=== Data supplied ===
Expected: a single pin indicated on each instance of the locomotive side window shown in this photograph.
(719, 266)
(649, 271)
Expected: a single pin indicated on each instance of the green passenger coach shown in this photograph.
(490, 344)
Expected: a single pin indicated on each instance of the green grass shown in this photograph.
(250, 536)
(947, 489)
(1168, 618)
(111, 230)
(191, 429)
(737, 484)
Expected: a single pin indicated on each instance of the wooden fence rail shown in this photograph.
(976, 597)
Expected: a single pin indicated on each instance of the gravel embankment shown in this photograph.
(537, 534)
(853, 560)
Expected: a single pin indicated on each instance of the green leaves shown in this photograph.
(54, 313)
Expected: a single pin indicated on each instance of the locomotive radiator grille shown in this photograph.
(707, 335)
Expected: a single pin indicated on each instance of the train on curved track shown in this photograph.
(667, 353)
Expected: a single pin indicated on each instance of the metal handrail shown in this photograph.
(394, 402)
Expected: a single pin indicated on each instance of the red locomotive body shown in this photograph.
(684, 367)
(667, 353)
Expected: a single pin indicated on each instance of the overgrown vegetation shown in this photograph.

=== Aim ===
Reproduce, word for word, the lines running from the one that contains "Expected: a single pin indicated on each instance of the train" through the final line of the items.

=== Output ===
Expected: a single pin indicated on each instance of the train on curved track shown in this photograph.
(667, 353)
Expected: a single pin indicated on each instance of the metal handrail shown in this photograph.
(394, 402)
Expected: a single pin indicated on each instance of the red locomotive body shown in this photograph.
(684, 367)
(667, 353)
Expected: a single pin indicated on each instance of the overgrown vegetation shown in this photograph.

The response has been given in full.